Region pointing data
┏━━
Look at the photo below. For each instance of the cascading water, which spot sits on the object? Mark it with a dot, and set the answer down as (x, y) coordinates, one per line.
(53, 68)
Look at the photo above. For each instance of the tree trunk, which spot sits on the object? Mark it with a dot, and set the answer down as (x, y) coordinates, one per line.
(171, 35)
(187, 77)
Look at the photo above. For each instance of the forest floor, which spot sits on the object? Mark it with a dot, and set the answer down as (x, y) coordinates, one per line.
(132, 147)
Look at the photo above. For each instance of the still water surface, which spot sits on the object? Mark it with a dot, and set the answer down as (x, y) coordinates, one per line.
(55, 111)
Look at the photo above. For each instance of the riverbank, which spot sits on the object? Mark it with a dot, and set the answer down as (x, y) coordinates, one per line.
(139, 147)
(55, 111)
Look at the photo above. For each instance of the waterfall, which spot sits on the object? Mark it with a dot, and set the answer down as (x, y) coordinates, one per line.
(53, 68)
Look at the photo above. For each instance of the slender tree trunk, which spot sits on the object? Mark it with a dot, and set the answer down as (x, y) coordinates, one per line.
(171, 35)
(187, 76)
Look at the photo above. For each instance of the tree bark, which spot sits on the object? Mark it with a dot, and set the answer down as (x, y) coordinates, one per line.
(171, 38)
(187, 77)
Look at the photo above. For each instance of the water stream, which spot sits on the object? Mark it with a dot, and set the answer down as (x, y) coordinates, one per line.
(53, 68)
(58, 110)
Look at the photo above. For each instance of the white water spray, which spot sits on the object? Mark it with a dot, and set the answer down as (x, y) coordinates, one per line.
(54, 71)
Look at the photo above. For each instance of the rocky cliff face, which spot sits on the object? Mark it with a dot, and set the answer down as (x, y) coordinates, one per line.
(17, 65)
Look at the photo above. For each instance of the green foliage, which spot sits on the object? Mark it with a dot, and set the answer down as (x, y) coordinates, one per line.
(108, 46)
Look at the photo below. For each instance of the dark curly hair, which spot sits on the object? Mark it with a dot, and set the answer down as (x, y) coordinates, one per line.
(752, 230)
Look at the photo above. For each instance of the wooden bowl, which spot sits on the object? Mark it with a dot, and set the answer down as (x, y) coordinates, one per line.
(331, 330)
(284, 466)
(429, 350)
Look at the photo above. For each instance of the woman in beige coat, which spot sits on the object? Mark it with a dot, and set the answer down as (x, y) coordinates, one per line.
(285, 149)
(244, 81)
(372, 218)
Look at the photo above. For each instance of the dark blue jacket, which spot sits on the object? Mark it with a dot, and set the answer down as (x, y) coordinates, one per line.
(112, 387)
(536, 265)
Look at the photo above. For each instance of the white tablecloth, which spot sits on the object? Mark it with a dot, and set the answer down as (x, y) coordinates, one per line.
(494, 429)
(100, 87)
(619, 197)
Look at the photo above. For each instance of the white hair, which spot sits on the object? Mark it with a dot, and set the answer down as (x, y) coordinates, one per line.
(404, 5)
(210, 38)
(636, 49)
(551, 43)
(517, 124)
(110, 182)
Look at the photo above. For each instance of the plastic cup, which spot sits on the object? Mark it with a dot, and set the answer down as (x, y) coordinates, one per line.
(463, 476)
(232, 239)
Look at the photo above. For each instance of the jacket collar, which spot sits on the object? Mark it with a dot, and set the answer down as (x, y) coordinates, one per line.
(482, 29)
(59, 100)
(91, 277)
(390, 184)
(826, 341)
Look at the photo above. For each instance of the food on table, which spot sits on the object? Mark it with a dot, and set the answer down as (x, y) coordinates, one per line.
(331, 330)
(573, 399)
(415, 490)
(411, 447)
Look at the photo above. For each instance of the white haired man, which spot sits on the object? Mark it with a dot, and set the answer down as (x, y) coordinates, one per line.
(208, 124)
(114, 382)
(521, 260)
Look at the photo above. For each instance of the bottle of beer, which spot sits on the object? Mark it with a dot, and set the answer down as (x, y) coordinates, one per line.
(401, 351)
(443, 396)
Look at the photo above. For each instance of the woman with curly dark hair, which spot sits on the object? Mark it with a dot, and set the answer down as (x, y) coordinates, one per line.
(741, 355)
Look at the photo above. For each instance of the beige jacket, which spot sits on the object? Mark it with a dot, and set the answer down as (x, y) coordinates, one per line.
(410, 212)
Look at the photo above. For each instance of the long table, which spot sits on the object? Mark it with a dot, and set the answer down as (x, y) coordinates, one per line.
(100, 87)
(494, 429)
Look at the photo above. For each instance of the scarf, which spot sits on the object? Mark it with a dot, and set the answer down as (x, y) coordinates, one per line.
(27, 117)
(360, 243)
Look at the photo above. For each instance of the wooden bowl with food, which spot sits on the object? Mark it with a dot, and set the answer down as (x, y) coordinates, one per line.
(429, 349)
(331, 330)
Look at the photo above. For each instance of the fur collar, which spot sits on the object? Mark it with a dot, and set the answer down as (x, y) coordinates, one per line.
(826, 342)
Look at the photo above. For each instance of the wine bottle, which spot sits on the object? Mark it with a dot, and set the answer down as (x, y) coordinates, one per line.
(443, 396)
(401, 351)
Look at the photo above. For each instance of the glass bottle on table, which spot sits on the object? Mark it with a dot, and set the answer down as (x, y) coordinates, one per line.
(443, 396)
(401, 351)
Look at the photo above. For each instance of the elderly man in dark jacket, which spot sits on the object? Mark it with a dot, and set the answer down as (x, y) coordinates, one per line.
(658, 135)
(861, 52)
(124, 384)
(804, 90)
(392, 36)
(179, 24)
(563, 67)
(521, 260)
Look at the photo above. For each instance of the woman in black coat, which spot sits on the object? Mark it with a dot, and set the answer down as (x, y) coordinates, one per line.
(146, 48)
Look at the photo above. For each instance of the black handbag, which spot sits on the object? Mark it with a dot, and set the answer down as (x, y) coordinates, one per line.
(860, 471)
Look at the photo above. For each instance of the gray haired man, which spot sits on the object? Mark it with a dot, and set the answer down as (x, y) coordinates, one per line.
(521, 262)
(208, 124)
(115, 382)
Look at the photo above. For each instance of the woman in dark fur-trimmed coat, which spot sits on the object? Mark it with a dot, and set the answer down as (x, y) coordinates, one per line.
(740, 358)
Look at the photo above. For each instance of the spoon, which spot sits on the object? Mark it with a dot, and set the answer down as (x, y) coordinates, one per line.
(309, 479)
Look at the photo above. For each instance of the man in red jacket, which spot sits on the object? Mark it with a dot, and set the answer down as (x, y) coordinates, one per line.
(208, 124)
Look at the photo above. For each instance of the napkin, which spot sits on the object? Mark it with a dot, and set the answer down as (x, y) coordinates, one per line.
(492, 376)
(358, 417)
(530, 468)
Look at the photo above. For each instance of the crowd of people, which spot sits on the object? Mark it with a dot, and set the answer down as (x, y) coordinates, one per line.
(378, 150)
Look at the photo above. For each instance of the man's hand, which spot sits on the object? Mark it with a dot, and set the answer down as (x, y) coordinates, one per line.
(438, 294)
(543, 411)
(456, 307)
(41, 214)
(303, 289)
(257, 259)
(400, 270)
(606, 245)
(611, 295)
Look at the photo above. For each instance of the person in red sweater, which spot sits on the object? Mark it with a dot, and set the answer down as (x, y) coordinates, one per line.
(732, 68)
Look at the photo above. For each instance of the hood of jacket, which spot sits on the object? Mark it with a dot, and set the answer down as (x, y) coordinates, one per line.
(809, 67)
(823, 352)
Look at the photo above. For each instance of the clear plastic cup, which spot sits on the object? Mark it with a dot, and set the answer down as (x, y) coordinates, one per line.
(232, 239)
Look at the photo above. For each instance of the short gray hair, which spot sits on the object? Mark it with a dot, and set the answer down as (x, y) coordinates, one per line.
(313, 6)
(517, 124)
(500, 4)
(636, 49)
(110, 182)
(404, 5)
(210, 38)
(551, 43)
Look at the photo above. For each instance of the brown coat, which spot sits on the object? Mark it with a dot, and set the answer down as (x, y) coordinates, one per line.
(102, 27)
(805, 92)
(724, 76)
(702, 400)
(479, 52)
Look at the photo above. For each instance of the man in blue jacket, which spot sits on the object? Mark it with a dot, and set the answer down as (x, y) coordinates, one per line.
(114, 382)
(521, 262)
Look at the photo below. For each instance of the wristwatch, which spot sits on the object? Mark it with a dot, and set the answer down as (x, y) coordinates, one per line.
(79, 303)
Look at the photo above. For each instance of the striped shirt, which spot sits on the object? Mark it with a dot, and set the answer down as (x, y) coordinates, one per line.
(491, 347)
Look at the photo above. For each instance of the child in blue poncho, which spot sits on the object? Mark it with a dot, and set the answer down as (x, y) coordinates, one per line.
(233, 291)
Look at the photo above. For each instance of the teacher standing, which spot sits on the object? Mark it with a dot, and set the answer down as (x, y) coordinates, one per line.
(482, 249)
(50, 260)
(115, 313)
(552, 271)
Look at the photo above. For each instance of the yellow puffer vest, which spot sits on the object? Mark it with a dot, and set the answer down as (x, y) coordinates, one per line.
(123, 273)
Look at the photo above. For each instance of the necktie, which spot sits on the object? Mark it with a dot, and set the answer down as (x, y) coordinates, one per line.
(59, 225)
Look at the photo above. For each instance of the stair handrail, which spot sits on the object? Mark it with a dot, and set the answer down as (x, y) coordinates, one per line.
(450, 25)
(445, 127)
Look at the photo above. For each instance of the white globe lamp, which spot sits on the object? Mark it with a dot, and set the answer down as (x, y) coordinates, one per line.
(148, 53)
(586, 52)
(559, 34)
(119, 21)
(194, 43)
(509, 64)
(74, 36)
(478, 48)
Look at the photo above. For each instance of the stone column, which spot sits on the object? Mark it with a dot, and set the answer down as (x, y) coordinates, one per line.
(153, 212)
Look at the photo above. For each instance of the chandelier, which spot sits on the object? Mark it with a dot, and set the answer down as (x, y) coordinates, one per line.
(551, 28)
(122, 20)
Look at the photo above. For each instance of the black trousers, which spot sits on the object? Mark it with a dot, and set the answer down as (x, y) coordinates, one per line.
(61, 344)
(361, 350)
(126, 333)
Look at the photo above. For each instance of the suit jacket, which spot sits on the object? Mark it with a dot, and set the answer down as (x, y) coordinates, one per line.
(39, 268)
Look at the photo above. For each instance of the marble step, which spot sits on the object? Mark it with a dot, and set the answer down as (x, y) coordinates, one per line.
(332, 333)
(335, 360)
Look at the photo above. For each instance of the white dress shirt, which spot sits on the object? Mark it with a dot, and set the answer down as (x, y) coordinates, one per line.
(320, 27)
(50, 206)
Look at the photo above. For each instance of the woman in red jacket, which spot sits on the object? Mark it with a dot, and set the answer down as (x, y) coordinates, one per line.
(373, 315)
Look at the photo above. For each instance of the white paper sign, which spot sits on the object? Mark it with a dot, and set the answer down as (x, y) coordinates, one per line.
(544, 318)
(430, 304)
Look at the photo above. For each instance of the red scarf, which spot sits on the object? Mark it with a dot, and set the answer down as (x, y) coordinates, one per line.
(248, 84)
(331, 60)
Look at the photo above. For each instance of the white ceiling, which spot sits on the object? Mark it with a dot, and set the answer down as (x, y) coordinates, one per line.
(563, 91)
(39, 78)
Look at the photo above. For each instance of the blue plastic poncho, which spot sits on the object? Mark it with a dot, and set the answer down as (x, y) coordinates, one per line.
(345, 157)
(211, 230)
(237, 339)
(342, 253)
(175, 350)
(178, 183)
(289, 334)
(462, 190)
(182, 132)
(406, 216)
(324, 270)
┗━━
Work request ▸ Your answer should consist only of the lines from the one with "the white paper" through the end of the data above, reproduced exactly.

Completed task ▸
Look at the photo above. For each instance of the white paper sign, which spot sits on the object? Mark it with a dot, and set the answer down as (x, y) coordinates, one per line.
(544, 318)
(430, 304)
Look at the photo above. For each instance of the red scarf, which spot sits on the object? Mark it with a dot, and set the answer down as (x, y) coordinates, one per line.
(248, 84)
(331, 60)
Look at the photo above. For each instance of the white ceiling, which spot sits on the object? Mark it with a dot, and set the answer down as (x, y) coordinates, one per line.
(563, 91)
(39, 78)
Look at the photo above. For each instance of the blue plastic poncho, which spot sits on the object? Mark it with a dot, and set the answer down as (x, y) coordinates, one per line.
(345, 157)
(211, 230)
(237, 339)
(342, 253)
(175, 350)
(178, 183)
(289, 334)
(462, 190)
(182, 132)
(406, 216)
(324, 270)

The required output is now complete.